#### Your objective:
Write the data out again, word for word.

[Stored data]
^^^^
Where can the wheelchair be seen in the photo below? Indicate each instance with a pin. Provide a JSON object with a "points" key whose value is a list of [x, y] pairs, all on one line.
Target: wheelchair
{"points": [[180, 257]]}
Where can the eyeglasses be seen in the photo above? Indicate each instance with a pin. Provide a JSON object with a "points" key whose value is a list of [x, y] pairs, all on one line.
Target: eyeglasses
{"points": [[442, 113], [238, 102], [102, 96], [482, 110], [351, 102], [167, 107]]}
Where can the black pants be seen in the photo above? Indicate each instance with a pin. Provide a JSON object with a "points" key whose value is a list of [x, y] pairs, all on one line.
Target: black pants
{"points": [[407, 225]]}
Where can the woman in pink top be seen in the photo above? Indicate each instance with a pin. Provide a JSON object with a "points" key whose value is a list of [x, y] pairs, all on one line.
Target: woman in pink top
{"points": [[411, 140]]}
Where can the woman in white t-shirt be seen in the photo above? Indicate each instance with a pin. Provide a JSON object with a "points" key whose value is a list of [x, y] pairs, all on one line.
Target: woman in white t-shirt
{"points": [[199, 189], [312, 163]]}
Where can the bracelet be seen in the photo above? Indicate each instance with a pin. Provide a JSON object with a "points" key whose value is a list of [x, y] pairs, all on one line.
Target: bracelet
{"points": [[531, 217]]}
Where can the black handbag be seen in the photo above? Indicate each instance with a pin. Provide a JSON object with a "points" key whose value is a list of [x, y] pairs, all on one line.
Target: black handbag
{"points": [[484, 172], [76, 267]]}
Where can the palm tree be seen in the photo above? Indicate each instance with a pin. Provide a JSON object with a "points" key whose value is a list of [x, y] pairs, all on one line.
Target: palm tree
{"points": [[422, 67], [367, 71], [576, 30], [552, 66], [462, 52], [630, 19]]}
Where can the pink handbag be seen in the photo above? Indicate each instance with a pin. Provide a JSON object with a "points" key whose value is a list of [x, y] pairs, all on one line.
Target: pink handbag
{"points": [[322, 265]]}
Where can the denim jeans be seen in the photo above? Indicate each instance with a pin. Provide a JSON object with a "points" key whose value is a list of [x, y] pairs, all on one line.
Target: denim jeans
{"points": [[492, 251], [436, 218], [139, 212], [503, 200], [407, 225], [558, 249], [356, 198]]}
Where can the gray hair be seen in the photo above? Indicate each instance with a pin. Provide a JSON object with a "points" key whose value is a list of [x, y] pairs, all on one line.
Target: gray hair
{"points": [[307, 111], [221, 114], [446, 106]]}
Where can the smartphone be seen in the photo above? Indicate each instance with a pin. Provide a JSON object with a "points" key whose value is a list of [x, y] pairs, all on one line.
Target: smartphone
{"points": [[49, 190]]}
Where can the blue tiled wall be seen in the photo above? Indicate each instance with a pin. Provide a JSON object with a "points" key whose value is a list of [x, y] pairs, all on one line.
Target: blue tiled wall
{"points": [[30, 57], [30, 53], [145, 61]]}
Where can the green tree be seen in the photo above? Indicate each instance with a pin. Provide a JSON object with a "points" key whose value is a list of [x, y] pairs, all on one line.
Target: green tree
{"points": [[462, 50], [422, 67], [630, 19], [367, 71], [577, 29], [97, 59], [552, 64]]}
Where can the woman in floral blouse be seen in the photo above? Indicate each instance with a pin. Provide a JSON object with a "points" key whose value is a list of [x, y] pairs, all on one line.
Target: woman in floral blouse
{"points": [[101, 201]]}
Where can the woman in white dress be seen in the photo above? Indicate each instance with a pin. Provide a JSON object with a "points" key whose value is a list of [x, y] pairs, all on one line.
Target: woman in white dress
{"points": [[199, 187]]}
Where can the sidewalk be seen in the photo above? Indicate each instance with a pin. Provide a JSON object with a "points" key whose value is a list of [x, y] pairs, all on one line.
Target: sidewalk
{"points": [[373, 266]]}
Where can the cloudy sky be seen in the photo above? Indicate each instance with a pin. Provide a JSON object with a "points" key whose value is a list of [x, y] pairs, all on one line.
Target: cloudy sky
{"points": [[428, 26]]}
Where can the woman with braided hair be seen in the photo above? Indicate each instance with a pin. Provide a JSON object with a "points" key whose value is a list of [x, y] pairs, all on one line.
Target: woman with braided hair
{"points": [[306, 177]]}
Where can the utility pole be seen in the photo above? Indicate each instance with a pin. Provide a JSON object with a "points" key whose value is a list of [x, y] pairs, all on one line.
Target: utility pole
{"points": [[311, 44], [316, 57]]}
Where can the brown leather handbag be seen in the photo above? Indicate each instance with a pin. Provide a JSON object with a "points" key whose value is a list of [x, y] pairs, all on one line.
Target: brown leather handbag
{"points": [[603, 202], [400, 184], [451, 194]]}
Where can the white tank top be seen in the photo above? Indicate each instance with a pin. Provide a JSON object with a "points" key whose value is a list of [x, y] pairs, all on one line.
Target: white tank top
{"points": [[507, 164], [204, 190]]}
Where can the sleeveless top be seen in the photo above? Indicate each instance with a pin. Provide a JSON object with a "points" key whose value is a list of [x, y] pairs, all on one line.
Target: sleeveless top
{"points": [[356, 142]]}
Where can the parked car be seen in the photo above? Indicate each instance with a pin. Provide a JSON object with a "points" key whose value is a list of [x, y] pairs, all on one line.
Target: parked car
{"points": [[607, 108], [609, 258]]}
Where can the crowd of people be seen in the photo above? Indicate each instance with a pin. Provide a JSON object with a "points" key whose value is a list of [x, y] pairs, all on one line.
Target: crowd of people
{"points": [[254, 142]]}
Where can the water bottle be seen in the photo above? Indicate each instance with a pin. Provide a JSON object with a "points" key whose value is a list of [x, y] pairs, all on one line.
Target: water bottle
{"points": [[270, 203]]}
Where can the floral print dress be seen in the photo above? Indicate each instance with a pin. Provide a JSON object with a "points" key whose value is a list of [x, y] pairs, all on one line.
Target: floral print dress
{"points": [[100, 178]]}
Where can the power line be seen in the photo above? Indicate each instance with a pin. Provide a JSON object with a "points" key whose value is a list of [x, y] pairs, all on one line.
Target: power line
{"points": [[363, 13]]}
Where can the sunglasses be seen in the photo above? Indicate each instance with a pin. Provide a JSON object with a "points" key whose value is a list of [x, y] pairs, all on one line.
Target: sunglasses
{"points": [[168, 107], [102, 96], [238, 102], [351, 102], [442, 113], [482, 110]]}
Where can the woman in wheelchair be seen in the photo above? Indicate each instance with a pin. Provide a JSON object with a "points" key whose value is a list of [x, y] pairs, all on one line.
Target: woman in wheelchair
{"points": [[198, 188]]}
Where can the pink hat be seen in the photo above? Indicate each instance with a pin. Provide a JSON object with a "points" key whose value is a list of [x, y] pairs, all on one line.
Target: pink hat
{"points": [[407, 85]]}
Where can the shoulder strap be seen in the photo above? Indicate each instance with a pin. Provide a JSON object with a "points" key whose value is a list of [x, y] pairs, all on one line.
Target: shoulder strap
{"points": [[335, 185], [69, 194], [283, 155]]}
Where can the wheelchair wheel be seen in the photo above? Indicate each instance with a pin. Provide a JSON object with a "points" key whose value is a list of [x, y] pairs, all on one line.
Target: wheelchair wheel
^^^^
#### Answer to the exercise:
Where can the wheelchair be seen in the photo below? Indicate each instance with a pin. Provide a JSON object with a "points" key whose value is a list of [x, y] pairs, all on one line.
Target: wheelchair
{"points": [[180, 257]]}
Where can the eyeglasses be seen in the photo above? Indicate each instance with a pin. Provide a JSON object with a "points" key whose value is a list of [x, y] pairs, all on one line.
Target: eyeglasses
{"points": [[442, 113], [238, 102], [102, 96], [482, 110], [351, 102], [167, 107]]}
Where can the black pants be seen in the photo above? Indicate each instance with a pin. Provide a JSON object with a "points" key whose value is a list of [x, y] pairs, all on one line.
Target: black pants
{"points": [[407, 225]]}
Where can the woman in pink top be seen in the photo above? Indicate each instance with a pin. Provide a JSON object with a "points" key whose value is a list of [x, y] pairs, all on one line.
Target: woman in pink top
{"points": [[411, 140]]}
Where can the woman in white t-shirt be seen in the photo above? Indicate each instance with a pin. Provide a JSON object with a "points" key whose value is a list of [x, y] pairs, all on one line.
Target: woman in white t-shirt
{"points": [[199, 189], [312, 163]]}
Where can the bracelet be seen in the photo above? Indicate each instance with a pin. Provide a JSON object with a "points" key whose value is a list of [x, y] pairs, all on one line.
Target: bracelet
{"points": [[531, 217]]}
Where can the black handbag be seen in the photo above? Indicate each instance with a pin. Provide a JSON object with a "points" key whose value is a list of [x, y] pairs, all on one line.
Target: black handbag
{"points": [[484, 172], [76, 267]]}
Where can the palm tree be seen in the photo above? Indicate each instance with a pin. Provide a JSON object with a "points" key whose value is a list of [x, y] pairs, all on one line.
Target: palm tree
{"points": [[422, 67], [367, 71], [576, 30], [552, 66], [462, 52], [630, 19]]}
Where can the pink handbag be seen in the photo above? Indicate each instance with a pin. Provide a JSON object with a "points" key whose value is a list of [x, y] pairs, all on one line.
Target: pink handbag
{"points": [[322, 265]]}
Where can the denim jeans be seen in the photo above? Indicate each instance with a pin. Provide a JSON object with a "points" key whose value is a list of [x, y] pairs, all on one line.
Target: denim jeans
{"points": [[492, 251], [436, 218], [139, 212], [503, 200], [407, 225], [558, 249], [356, 198]]}
Where can the gray hair be seen in the photo above? Indicate each instance with a pin. Provide a JSON object with a "points" key whose value is a list of [x, y] pairs, all on one line.
Target: gray hair
{"points": [[307, 111], [221, 114], [446, 106]]}
Where can the smartphone be seen in the photo above? Indicate each instance with a pin. Provide a JSON object with a "points" key whose value is a list of [x, y] pairs, all on one line.
Target: smartphone
{"points": [[49, 190]]}
Where can the blue tiled wall be seen in the photo above? Indicate each instance with a pin. Provide a JSON object with a "points" key whose value is a list of [x, y] pairs, all on one line.
Target: blue tiled wall
{"points": [[30, 57], [30, 53], [145, 61]]}
Where can the green tree be seen in the photo above? Indicate each instance with a pin. Provide a JSON object with a "points" key whose value is a list of [x, y] pairs, all on one line.
Target: green tree
{"points": [[462, 50], [422, 67], [630, 19], [367, 71], [577, 29], [97, 59], [552, 64]]}
Where can the woman in floral blouse be seen in the photo above? Indicate each instance with a pin. Provide a JSON object with a "points" key whose value is a list of [x, y] pairs, all on one line.
Target: woman in floral blouse
{"points": [[101, 201]]}
Where can the woman in white dress be seen in the photo above? Indicate each instance with a pin. Provide a JSON object with a "points" key whose value is a list of [x, y] pairs, all on one line.
Target: woman in white dress
{"points": [[199, 187]]}
Where can the sidewalk be seen in the photo above? Indicate each instance with a pin. Provide a JSON object with a "points" key whose value is a list of [x, y] pairs, all on one line.
Target: sidewalk
{"points": [[373, 266]]}
Where can the cloudy sky be seen in the photo above? Indicate each instance with a pin. Provide a JSON object with a "points" key whose value is a list of [x, y] pairs, all on one line.
Target: cloudy sky
{"points": [[428, 26]]}
Where can the woman with braided hair be seen in the photo above? Indicate each instance with a pin. Provide a JSON object with a "points" key whose value is a list of [x, y] pairs, all on one line.
Target: woman with braided hair
{"points": [[306, 177]]}
Where can the utility pole be seen in the photo above? Indicate each instance with a pin. Provide a JSON object with a "points" key whose value is a list of [x, y] pairs, all on one line.
Target: utility pole
{"points": [[311, 44], [316, 57]]}
Where can the brown leather handbag be seen in the photo above? Indicate each instance with a pin. Provide a JSON object with a "points" key whose value is a list of [x, y] pairs, all on one line.
Target: brown leather handbag
{"points": [[603, 202], [400, 184], [451, 194]]}
Where can the white tank top be seen in the photo above? Indicate each instance with a pin. Provide a JSON object with a "points" key whose value is a list of [x, y] pairs, all on one line.
Target: white tank top
{"points": [[507, 164], [204, 190]]}
Where can the sleeveless top be seen in the photo above? Indicate each instance with a pin. Provide a JSON object with a "points" key whose value is a list of [x, y] pairs, all on one line.
Target: sleeveless top
{"points": [[356, 142]]}
Where can the parked car be seen in the photo above? Indicate each instance with a pin. Provide a JSON object with a "points" key whose value is a list of [x, y] pairs, all on one line.
Target: parked car
{"points": [[607, 108], [609, 258]]}
Where can the crowd of people be seen in the photo above? Indicate each instance with a pin. Provide a JSON object with a "points" key whose value is a list of [x, y] pairs, all on one line.
Target: crowd of people
{"points": [[254, 142]]}
Where can the water bottle be seen in the photo above? Indicate each instance with a pin. Provide a JSON object with a "points" key whose value is a list of [x, y] pairs, all on one line.
Target: water bottle
{"points": [[270, 203]]}
Where can the floral print dress be seen in the photo above? Indicate each instance with a pin. Provide a JSON object with a "points" key whose value is a list of [x, y] pairs, all on one line.
Target: floral print dress
{"points": [[100, 178]]}
Where can the power line be seen in the photo above? Indicate each instance with a pin. Provide a JSON object with a "points" key whose value is a list of [x, y] pairs, all on one line.
Target: power line
{"points": [[363, 13]]}
Where can the sunglasses be seen in the photo above? Indicate each instance with a pin. Provide a JSON object with a "points" key whose value is a list of [x, y] pairs, all on one line.
Target: sunglasses
{"points": [[168, 107], [102, 96], [238, 102], [351, 102], [442, 113], [482, 110]]}
Where can the woman in wheelchair be seen in the photo above? Indicate each instance with a pin. Provide a JSON object with a "points" key whose value is a list of [x, y] pairs, all on one line.
Target: woman in wheelchair
{"points": [[198, 188]]}
Where can the pink hat be seen in the photo above? Indicate each instance with a pin. Provide a JSON object with a "points" key whose value is a list of [x, y] pairs, all on one line.
Target: pink hat
{"points": [[407, 85]]}
Where can the shoulder strap be seen in the photo above? Indicate each instance with a pin. Provide a JSON object with a "points" key whose value is a list of [x, y] pairs, all on one line.
Target: shoulder strap
{"points": [[335, 185], [69, 194], [283, 155]]}
Where can the wheelchair wheel be seen in the photo above? Indicate each instance with a pin. Provide a JSON object with a "points" key whose value is a list of [x, y] pairs, all on one line.
Target: wheelchair wheel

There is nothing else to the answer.